* _Work to be completed_: Exactly the lines from the one with "Target: boat in foreground" through the last line of the listing must be given again.

* _Provided information_:
========================================================================

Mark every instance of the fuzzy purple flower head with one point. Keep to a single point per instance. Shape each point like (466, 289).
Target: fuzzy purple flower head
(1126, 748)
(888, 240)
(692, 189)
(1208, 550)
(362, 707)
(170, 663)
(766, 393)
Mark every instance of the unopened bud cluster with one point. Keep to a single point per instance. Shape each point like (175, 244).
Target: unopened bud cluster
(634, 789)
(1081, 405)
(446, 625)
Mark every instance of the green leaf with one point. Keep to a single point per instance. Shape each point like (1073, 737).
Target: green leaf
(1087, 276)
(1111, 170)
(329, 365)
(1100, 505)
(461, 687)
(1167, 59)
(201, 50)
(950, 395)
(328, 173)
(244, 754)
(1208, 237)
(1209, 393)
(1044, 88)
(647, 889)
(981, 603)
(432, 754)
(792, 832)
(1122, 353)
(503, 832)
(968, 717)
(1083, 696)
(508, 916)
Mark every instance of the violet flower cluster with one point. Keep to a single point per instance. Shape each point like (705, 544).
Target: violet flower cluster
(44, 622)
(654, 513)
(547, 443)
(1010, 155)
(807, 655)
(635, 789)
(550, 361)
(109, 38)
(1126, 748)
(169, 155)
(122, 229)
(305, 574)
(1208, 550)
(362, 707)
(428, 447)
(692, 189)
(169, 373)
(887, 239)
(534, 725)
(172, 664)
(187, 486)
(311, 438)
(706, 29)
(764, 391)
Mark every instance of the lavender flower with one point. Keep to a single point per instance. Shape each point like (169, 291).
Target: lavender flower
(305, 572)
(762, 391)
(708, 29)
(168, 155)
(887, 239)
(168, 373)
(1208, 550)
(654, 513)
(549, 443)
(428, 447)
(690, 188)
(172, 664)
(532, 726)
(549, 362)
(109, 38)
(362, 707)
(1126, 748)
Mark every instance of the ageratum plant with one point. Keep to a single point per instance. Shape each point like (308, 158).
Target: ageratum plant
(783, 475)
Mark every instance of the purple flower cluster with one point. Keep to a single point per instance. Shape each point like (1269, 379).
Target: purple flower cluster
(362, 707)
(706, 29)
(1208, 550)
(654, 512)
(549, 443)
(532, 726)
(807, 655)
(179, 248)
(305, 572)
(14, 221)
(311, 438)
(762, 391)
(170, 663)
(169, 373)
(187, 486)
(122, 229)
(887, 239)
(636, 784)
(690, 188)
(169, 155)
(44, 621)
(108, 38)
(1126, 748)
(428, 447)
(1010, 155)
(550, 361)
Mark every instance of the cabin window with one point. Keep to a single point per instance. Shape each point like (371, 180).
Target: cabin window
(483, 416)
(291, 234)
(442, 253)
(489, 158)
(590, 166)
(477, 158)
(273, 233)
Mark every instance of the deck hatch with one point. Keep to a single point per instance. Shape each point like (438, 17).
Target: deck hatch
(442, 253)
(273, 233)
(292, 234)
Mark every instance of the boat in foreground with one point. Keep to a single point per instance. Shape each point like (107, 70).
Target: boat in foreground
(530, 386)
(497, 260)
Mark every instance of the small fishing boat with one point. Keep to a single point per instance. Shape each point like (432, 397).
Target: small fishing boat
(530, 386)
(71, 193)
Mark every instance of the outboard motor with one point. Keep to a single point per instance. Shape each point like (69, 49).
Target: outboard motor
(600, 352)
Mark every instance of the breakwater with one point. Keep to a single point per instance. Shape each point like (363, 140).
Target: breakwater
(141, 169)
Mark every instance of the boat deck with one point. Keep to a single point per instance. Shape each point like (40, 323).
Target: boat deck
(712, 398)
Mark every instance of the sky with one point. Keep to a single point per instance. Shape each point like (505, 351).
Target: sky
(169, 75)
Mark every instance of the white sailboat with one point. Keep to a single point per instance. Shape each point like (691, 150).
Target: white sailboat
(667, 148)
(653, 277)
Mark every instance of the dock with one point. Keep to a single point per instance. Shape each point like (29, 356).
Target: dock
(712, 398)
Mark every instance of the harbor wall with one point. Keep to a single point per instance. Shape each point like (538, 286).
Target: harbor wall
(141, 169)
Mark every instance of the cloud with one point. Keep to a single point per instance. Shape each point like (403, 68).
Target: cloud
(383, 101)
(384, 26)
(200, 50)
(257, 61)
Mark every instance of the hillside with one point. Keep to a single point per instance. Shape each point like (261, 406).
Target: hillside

========================================================================

* _Answer box_:
Target: boat in foreground
(530, 386)
(497, 260)
Mark every instance of the small fishing boat with one point. Keep to a single point per instance. Shape each point like (432, 397).
Target: small fishing boat
(530, 386)
(71, 193)
Mark every instance of the outboard motor with one point. Keep to a single point per instance. Shape each point like (69, 49).
Target: outboard motor
(600, 352)
Mark every instance of the breakwater with one point. Keep to a single point per instance. Shape each point like (363, 140).
Target: breakwater
(141, 169)
Mark every instance of the boat deck with one point. Keep to a single point per instance. Shape each point like (40, 323).
Target: boat deck
(712, 398)
Mark every instance of the sky with one point. Keep to a single point per instance. Shape each point like (505, 351).
Target: sky
(169, 75)
Mark every instance of the white sailboat with one point. Keep to a single point per instance. Shape each point like (691, 150).
Target: white sailboat
(667, 148)
(653, 277)
Mark every instance of the dock with one point. Keep to a single point per instance. Shape each point like (29, 356).
Target: dock
(712, 398)
Mark every instance of the harbor wall with one point. Keep to a single point per instance. Shape each point like (538, 286).
Target: harbor wall
(141, 169)
Mark every instance of the cloud with one point. Keep to a single point per instance. Shape each point like (403, 68).
Target: cloud
(383, 101)
(384, 26)
(200, 50)
(257, 61)
Mark every instance of the hillside with one point. Keep to a single point per instance. Shape each point like (261, 406).
Target: hillside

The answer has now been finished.